# YOUR INSTRUCTIONS
Will you write out all the entries below exactly?

[Start of Attachment]

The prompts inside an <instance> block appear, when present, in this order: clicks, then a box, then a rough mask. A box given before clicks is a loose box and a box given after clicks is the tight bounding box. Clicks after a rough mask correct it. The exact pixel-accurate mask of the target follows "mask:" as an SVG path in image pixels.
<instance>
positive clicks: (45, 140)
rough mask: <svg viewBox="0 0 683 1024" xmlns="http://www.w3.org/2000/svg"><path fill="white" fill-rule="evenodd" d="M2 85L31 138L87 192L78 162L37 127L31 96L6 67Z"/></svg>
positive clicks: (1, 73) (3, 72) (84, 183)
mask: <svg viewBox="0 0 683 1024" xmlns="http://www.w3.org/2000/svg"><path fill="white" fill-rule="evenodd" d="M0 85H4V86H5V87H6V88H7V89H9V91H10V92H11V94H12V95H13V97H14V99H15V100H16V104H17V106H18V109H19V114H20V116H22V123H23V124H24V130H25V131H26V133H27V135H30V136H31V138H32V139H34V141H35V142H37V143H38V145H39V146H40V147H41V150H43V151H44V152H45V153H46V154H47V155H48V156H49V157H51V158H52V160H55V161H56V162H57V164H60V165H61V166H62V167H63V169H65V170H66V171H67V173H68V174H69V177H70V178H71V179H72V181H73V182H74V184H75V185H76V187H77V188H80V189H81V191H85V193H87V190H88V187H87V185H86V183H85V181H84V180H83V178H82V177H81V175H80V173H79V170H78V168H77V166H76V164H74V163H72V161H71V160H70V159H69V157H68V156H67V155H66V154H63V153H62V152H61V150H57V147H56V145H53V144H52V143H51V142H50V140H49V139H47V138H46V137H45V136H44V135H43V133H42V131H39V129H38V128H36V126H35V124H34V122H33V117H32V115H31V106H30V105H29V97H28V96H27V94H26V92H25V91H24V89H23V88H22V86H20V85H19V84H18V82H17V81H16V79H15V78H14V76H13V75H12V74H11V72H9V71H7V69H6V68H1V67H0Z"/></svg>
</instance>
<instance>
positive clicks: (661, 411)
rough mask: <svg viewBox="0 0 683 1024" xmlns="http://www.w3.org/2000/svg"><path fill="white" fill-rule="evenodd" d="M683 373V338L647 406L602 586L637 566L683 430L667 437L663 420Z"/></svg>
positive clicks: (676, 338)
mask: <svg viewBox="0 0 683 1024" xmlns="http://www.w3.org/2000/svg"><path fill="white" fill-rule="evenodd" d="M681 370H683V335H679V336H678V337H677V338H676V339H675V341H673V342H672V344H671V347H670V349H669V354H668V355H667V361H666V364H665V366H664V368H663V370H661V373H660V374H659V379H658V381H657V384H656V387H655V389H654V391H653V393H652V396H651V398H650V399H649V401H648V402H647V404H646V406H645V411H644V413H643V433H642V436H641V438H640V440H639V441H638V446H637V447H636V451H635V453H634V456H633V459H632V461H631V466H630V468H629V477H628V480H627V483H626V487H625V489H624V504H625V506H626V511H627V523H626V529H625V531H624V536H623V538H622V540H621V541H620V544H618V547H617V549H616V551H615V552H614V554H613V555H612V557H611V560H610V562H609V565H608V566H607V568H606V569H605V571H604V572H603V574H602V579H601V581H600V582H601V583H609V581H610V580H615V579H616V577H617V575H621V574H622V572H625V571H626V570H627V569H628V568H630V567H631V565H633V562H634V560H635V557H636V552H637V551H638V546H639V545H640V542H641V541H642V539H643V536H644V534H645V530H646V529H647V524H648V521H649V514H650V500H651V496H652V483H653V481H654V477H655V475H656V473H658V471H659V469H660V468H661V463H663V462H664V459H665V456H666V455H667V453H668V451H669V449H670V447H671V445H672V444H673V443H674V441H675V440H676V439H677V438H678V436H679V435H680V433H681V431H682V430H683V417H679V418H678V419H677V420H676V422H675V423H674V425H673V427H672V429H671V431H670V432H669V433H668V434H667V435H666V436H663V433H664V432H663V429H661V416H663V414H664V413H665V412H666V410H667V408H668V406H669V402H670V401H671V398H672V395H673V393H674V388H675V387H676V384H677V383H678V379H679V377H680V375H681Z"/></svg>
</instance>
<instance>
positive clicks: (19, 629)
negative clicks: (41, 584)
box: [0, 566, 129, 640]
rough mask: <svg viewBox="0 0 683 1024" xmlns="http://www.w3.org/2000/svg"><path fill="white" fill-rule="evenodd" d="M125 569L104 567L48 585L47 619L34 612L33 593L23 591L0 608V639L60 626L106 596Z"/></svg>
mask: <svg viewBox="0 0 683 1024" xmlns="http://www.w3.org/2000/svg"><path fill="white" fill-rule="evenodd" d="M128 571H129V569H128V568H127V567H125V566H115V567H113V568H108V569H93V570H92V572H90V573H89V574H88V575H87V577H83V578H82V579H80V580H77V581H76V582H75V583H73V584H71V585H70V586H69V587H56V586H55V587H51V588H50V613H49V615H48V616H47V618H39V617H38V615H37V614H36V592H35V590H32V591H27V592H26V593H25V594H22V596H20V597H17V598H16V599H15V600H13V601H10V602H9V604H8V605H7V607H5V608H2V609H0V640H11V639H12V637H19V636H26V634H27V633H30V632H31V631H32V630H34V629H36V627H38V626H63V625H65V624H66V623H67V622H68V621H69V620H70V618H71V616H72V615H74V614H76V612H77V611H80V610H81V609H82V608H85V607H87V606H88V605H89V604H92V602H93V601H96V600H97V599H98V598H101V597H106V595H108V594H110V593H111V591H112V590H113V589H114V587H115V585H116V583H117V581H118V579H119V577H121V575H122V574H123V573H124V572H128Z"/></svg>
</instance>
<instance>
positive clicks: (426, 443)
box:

[End of Attachment]

# ANSWER BOX
The prompts inside an <instance> block appear, when present, in this order: clicks, then a box, then a rough mask. A box given before clicks is a loose box and a box given after clicks is the tight bounding box. Clicks after a rough mask correct it. The exact pixel-accurate mask of the target follows "mask:" as an SVG path in image pixels.
<instance>
positive clicks: (45, 140)
rough mask: <svg viewBox="0 0 683 1024" xmlns="http://www.w3.org/2000/svg"><path fill="white" fill-rule="evenodd" d="M2 85L31 138L87 192L78 162L37 127L31 96L6 67Z"/></svg>
positive clicks: (1, 73) (3, 72) (84, 183)
mask: <svg viewBox="0 0 683 1024" xmlns="http://www.w3.org/2000/svg"><path fill="white" fill-rule="evenodd" d="M0 85H4V86H5V87H6V88H7V89H9V91H10V92H11V94H12V95H13V97H14V99H15V100H16V104H17V106H18V109H19V114H20V116H22V123H23V124H24V130H25V131H26V133H27V135H30V136H31V138H32V139H34V141H35V142H37V143H38V145H39V146H40V147H41V150H43V151H44V152H45V153H46V154H47V155H48V156H49V157H51V158H52V160H55V161H56V162H57V164H60V165H61V166H62V167H63V169H65V170H66V171H67V173H68V174H69V177H70V178H71V179H72V181H73V182H74V184H75V185H76V187H77V188H80V189H81V191H85V193H87V190H88V187H87V185H86V183H85V181H84V180H83V178H82V177H81V175H80V173H79V170H78V168H77V166H76V164H74V163H72V161H71V160H70V159H69V157H68V156H67V155H66V154H63V153H62V152H61V150H57V147H56V145H53V144H52V143H51V142H50V140H49V139H47V138H46V137H45V136H44V135H43V133H42V131H39V129H38V128H36V126H35V124H34V122H33V117H32V115H31V106H30V105H29V97H28V96H27V94H26V92H25V91H24V89H23V88H22V86H20V85H19V84H18V82H17V81H16V79H15V78H14V76H13V75H12V74H11V72H9V71H7V69H6V68H1V67H0Z"/></svg>
</instance>
<instance>
positive clicks: (661, 411)
rough mask: <svg viewBox="0 0 683 1024" xmlns="http://www.w3.org/2000/svg"><path fill="white" fill-rule="evenodd" d="M683 373V338L647 406L602 586L637 566L683 430L667 437L663 420Z"/></svg>
positive clicks: (676, 338)
mask: <svg viewBox="0 0 683 1024" xmlns="http://www.w3.org/2000/svg"><path fill="white" fill-rule="evenodd" d="M681 370H683V335H679V336H678V337H677V338H676V339H675V341H673V342H672V344H671V347H670V349H669V354H668V355H667V361H666V364H665V366H664V368H663V370H661V373H660V374H659V379H658V381H657V384H656V387H655V389H654V391H653V393H652V396H651V398H650V399H649V401H648V402H647V404H646V406H645V411H644V413H643V433H642V436H641V438H640V440H639V441H638V446H637V447H636V451H635V453H634V456H633V459H632V461H631V466H630V468H629V477H628V480H627V483H626V487H625V489H624V504H625V506H626V511H627V523H626V529H625V531H624V536H623V538H622V540H621V541H620V544H618V547H617V549H616V551H615V552H614V554H613V555H612V557H611V560H610V562H609V565H608V566H607V568H606V569H605V571H604V572H603V574H602V579H601V581H600V582H601V583H609V581H610V580H615V579H616V577H617V575H621V574H622V572H625V571H626V570H627V569H628V568H630V567H631V565H633V562H634V560H635V557H636V552H637V551H638V546H639V545H640V542H641V541H642V539H643V536H644V534H645V530H646V529H647V524H648V521H649V514H650V500H651V496H652V483H653V481H654V477H655V475H656V473H658V471H659V469H660V468H661V463H663V462H664V459H665V456H666V455H667V453H668V451H669V449H670V447H671V445H672V444H673V443H674V441H675V440H676V439H677V438H678V436H679V435H680V433H681V431H682V430H683V417H679V418H678V419H677V420H676V422H675V423H674V425H673V427H672V429H671V431H670V432H669V433H668V434H667V435H666V436H663V433H664V432H663V429H661V416H663V414H664V413H665V412H666V410H667V408H668V406H669V402H670V401H671V398H672V395H673V393H674V388H675V387H676V384H677V383H678V379H679V377H680V375H681Z"/></svg>
</instance>
<instance>
positive clicks: (19, 629)
negative clicks: (41, 584)
box: [0, 566, 129, 640]
rough mask: <svg viewBox="0 0 683 1024" xmlns="http://www.w3.org/2000/svg"><path fill="white" fill-rule="evenodd" d="M125 569L104 567L48 585L47 619L34 612L33 593L23 591L0 608V639L60 626L106 596Z"/></svg>
mask: <svg viewBox="0 0 683 1024" xmlns="http://www.w3.org/2000/svg"><path fill="white" fill-rule="evenodd" d="M128 571H129V569H128V568H127V567H125V566H115V567H113V568H108V569H93V570H92V572H90V573H89V574H88V575H87V577H83V578H82V579H80V580H77V581H76V582H75V583H73V584H71V585H70V586H69V587H56V586H55V587H51V588H50V613H49V615H48V616H47V618H39V617H38V615H37V614H36V592H35V590H32V591H27V592H26V593H25V594H22V596H20V597H17V598H16V599H15V600H13V601H10V602H9V604H8V605H7V607H5V608H2V609H0V640H11V639H12V637H19V636H26V634H27V633H30V632H31V631H32V630H34V629H36V627H38V626H63V625H65V624H66V623H67V622H68V621H69V620H70V618H71V616H72V615H74V614H76V612H77V611H80V610H81V609H82V608H85V607H87V606H88V605H89V604H92V602H93V601H96V600H97V599H98V598H101V597H106V595H108V594H110V593H111V591H112V590H113V589H114V587H115V585H116V583H117V581H118V579H119V577H121V575H122V574H123V573H124V572H128Z"/></svg>
</instance>
<instance>
positive clicks: (426, 443)
box:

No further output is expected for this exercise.